## Aim of the task
Copy out the passage of the text on Russian information warfare from "Putin’s influence reaches" to "the Western democracies?", keeping every word unchanged.

Given text START

Putin’s influence reaches much further, though. “It’s enough to mention the last presidential election in the USA, during which Russians were very active in the American social media, spreading fake news, manipulating discussions, activating radicals and escalating social polarization,” says Lelonek. “We can’t yet say with full certainty what influence those activities had on Donald Trump’s victory, but it was surely an example of another breakthrough in information and psychological warfare, and a real wake-up call for the West, especially the USA,” he adds.
What might be done then by the Western democracies?

Education Without Censorship

Fighting such an opponent is extremely difficult. Even if we disregard the activity of Internet trolls and bots, which flood social media and websites with pro-Russian, anti-Western or anti-Semitic comments, Russians have really put a lot of emphasis on the development of their media. “The national TV channel, RT, formerly Russia Today, is now broadcasting in English, Spanish, German, French, and Arabic, and is picked up all over the world. A Russian website platform Sputnik, on the other hand, has as many as 31 language versions, including Polish,” reminds Lelonek, adding it is not common knowledge in Poland that both subjects exist to implement the Kremlin’s foreign policy and describe reality according to Vladimir Putin’s needs. “As a result, RT, let’s say, is regarded by many people in the West as a legitimate source of information, simply presenting a different point of view than the BBC or the CNN. We mistakenly treat employees of such propaganda centers as media in the western sense,” emphasizes Lelonek. According to Tomasz Aleksandrowicz, the West too often allows itself to be manipulated by the narrative imposed by Russia. “In the light of international law, events that took place in Crimea were an act of aggression, forbidden by the Charter of the United Nations. My second-year students already know that. And how often has that term been used in our public space? The situation was similar with shooting down a Malaysian aircraft over Ukraine. I once had an opportunity to discuss this matter on television. The participants of the debate usually referred to it as an accident. What accident? We witnessed a typical crime,” emphasizes the expert.

“In order to organize effective defense against information warfare, it is necessary to create a defensive system based on some inviolable values, such as effective protection of our civilization assets, ensuring integrity of borders, maintaining and general acceptance of the state’s continuity, the feeling of national unity and consequent history-oriented policy based on facts,” enumerates Pac.

It is also crucial to educate the society. According to Adam Lelonek, we still have a lot of work as regards teaching people to comply with basic rules of information hygiene. “When we see that a piece of news, more or less sensational, is distributed by a portal which doesn’t publish any information on its owner or seat, and if it is hard to find out anything about the authors of such news, it should set off our alarm bells,” says the expert. “We should also be meticulous in distinguishing information from opinions. Here, a huge responsibility lies with the media, which should comply with binding standards and professional ethics. Unfortunately, in Poland, as well as in other states, it is still a very problematic area, which in consequence strengthens the position of alternative media supported by the Kremlin, spreading conspiracy theories or undermining global order. Another significant matter is a reasonable evolution of the legal system – on the one hand, we should avoid excessive censorship, but one the other we need tools to punish people using disinformation,” adds Lelonek. Tomasz Aleksandrowicz points out the necessity to create a highly specialized institution ready to neutralize acts of info-aggression and execute own operations. “It is also a big challenge for politicians. We need statesmen aware of the fact that national security is something that lies beyond political differences, and ready to work together in order to ensure it.”

Given text END
Data extracts START

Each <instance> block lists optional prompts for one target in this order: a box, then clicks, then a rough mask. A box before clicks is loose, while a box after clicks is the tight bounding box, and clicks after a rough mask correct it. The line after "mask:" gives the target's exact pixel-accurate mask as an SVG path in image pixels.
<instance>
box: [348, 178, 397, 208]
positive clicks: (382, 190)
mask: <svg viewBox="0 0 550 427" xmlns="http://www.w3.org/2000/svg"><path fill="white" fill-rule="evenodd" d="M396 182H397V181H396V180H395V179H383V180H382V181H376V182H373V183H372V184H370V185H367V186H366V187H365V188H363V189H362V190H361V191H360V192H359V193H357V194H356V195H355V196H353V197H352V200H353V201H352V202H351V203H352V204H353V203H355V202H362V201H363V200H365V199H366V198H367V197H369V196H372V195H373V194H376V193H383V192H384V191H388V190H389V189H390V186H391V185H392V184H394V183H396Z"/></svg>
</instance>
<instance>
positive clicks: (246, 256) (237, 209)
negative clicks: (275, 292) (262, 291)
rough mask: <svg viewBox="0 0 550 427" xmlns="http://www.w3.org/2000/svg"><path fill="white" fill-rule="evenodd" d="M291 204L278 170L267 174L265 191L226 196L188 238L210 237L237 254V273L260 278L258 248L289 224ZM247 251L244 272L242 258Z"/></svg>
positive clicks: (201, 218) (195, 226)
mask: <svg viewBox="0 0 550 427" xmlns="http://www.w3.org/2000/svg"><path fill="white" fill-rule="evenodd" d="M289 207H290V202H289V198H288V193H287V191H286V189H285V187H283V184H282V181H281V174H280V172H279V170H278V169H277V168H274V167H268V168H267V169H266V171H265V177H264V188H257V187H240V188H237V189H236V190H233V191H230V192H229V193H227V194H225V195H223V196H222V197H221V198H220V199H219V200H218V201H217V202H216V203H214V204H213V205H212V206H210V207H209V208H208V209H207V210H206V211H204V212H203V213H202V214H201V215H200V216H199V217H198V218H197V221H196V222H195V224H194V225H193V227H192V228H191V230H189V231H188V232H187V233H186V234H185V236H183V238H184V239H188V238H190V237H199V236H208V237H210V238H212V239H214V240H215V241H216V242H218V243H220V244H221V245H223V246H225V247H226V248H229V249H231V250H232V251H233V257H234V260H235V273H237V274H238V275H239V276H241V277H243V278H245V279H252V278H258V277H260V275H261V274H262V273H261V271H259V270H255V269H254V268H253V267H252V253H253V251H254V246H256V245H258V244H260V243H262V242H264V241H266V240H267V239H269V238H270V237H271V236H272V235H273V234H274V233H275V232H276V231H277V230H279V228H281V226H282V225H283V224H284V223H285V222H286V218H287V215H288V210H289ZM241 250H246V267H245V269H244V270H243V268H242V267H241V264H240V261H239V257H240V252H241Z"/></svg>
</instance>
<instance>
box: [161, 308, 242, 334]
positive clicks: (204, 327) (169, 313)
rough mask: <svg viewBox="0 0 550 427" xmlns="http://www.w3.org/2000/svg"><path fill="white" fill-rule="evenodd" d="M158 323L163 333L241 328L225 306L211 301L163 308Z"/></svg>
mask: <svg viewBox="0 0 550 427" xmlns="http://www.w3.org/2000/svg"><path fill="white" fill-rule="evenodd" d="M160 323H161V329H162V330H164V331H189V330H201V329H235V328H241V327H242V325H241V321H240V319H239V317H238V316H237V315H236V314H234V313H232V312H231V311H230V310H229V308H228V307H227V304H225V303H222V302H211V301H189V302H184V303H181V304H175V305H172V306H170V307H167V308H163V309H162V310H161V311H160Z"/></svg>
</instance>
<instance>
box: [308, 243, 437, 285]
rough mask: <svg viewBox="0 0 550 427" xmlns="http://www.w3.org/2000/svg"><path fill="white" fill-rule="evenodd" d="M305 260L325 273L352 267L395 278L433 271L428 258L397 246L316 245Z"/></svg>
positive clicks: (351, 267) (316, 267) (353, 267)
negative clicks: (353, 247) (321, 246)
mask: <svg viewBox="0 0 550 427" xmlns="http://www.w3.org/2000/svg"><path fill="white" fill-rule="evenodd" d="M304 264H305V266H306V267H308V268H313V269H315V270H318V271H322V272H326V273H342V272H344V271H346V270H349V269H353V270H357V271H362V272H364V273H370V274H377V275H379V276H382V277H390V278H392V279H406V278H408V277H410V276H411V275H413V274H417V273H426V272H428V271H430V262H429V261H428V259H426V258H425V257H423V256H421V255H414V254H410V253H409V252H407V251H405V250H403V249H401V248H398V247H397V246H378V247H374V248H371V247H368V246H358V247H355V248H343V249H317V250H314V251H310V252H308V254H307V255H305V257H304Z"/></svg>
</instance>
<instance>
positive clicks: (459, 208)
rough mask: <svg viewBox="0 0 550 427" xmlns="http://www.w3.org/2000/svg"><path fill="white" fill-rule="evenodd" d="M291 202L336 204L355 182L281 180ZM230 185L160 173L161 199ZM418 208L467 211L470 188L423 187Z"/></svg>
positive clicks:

Data extracts END

## Response for this exercise
Putin’s influence reaches much further, though. “It’s enough to mention the last presidential election in the USA, during which Russians were very active in the American social media, spreading fake news, manipulating discussions, activating radicals and escalating social polarization,” says Lelonek. “We can’t yet say with full certainty what influence those activities had on Donald Trump’s victory, but it was surely an example of another breakthrough in information and psychological warfare, and a real wake-up call for the West, especially the USA,” he adds.
What might be done then by the Western democracies?